Stored dataset items:

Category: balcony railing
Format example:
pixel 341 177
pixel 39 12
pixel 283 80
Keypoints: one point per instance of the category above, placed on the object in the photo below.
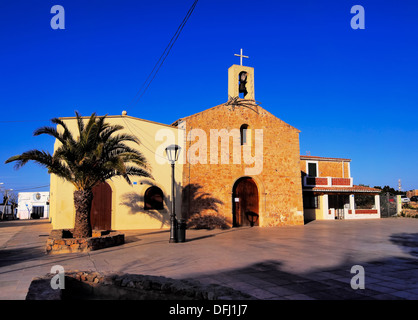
pixel 327 182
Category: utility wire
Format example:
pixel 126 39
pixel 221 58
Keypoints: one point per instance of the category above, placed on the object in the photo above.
pixel 163 56
pixel 31 188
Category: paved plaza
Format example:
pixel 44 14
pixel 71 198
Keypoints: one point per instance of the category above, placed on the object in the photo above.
pixel 287 263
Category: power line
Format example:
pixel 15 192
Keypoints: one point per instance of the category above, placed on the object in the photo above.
pixel 32 188
pixel 164 55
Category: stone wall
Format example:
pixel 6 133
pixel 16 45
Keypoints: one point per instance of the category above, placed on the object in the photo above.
pixel 208 187
pixel 87 285
pixel 61 241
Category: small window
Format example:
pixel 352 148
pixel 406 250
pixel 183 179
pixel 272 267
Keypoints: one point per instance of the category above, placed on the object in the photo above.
pixel 244 134
pixel 312 169
pixel 310 201
pixel 153 199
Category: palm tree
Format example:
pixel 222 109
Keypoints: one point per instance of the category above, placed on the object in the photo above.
pixel 97 154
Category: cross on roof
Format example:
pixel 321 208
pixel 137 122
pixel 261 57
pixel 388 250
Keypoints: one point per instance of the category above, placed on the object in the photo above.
pixel 240 57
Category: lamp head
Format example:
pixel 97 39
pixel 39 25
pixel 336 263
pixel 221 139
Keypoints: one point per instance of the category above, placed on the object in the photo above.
pixel 172 152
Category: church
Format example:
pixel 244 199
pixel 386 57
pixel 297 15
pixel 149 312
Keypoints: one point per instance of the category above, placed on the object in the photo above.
pixel 238 163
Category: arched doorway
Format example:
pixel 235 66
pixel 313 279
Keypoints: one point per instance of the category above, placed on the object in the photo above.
pixel 101 207
pixel 245 203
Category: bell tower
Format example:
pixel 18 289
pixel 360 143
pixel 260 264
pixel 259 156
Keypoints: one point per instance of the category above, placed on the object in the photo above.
pixel 241 80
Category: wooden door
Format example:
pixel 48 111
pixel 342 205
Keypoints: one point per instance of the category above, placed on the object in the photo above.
pixel 245 200
pixel 101 207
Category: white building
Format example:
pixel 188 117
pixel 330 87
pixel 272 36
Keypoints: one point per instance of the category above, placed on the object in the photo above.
pixel 36 203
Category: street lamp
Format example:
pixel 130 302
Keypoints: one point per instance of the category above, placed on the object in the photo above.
pixel 6 199
pixel 172 152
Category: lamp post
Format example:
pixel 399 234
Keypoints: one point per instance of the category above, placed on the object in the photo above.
pixel 6 199
pixel 172 152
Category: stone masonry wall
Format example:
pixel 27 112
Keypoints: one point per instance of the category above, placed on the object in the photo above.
pixel 208 187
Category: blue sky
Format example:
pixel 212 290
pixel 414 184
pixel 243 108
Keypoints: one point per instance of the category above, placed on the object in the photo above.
pixel 352 93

** What to produce **
Present every line of the records above as a numbered list, skipping blank lines. Leave the pictures out of your answer.

** Written response **
1. Category: balcony railing
2. Format example:
3. pixel 341 177
4. pixel 39 12
5. pixel 283 80
6. Keypoints: one point per instance of the category above, placed on the object in the photo below.
7. pixel 327 182
8. Category: utility wire
9. Format example:
10. pixel 126 39
11. pixel 221 58
12. Keypoints: one point per instance of the category above, placed on the object in the photo above.
13. pixel 163 56
14. pixel 31 188
15. Category: paved plaza
16. Format example:
17. pixel 44 14
18. pixel 71 198
19. Keypoints: one point per instance of the category above, placed on the object in the photo above.
20. pixel 287 263
21. Category: power line
22. Format example:
23. pixel 15 192
24. Keypoints: one point per instance of the category above, placed on the object in the photo above.
25. pixel 32 188
26. pixel 164 55
27. Category: stone wall
28. Format example:
29. pixel 6 133
30. pixel 16 45
31. Keypoints: one point per instance of the category above, placed on the object in the photo above.
32. pixel 208 187
33. pixel 87 285
34. pixel 61 241
35. Category: small window
36. Format example:
37. pixel 352 148
38. pixel 406 250
39. pixel 183 179
40. pixel 272 267
41. Keypoints: one point per instance of the category above, placed on the object in the photo above.
42. pixel 244 134
43. pixel 312 169
44. pixel 310 201
45. pixel 153 199
46. Category: palm tree
47. Format example:
48. pixel 222 109
49. Keypoints: one point per instance of the category above, placed on the object in the photo above.
50. pixel 97 154
51. Category: cross on roof
52. Format example:
53. pixel 321 208
54. pixel 137 122
55. pixel 261 57
56. pixel 388 250
57. Keypoints: one point per instance of the category above, placed on the object in the photo above.
58. pixel 240 57
59. Category: lamp head
60. Format example:
61. pixel 97 39
62. pixel 39 25
63. pixel 336 263
64. pixel 221 139
65. Keypoints: one point per instance of the category above, placed on the object in the photo above.
66. pixel 172 152
67. Category: church
68. Format example:
69. pixel 244 199
70. pixel 386 57
71. pixel 297 15
72. pixel 149 312
73. Keypoints: one point per instance of the category above, placed on the object in the photo above.
74. pixel 238 163
75. Category: arched doorway
76. Format example:
77. pixel 235 66
78. pixel 313 279
79. Keypoints: one point per instance of the category above, placed on the object in the photo above.
80. pixel 101 207
81. pixel 245 203
82. Category: bell tower
83. Format example:
84. pixel 18 289
85. pixel 360 143
86. pixel 260 264
87. pixel 259 156
88. Keypoints: one point per instance of the category above, placed on the object in the photo above.
89. pixel 241 80
90. Category: wooden door
91. Format example:
92. pixel 48 111
93. pixel 342 205
94. Keypoints: one point per instance of the category above, placed on the object in the photo above.
95. pixel 245 200
96. pixel 101 207
97. Category: white building
98. Format example:
99. pixel 188 117
100. pixel 330 87
101. pixel 272 36
102. Keypoints: one point per instance of the category above, placed on the object in the photo above.
103. pixel 36 203
104. Category: street lamp
105. Format example:
106. pixel 130 302
107. Keypoints: one point per instance of the category above, placed on the object in the photo above.
108. pixel 6 199
109. pixel 172 152
110. Category: lamp post
111. Format example:
112. pixel 399 234
113. Keypoints: one point per instance of the category above, placed on the object in the photo above.
114. pixel 6 199
115. pixel 172 152
116. Category: stone masonry wall
117. Format example:
118. pixel 27 112
119. Keypoints: one point per instance of the category above, placed on the object in the photo above.
120. pixel 208 187
121. Category: blue sky
122. Format example:
123. pixel 212 290
124. pixel 414 184
125. pixel 243 108
126. Keypoints: one point per instance of the category above, placed on the object in the photo above.
127. pixel 352 93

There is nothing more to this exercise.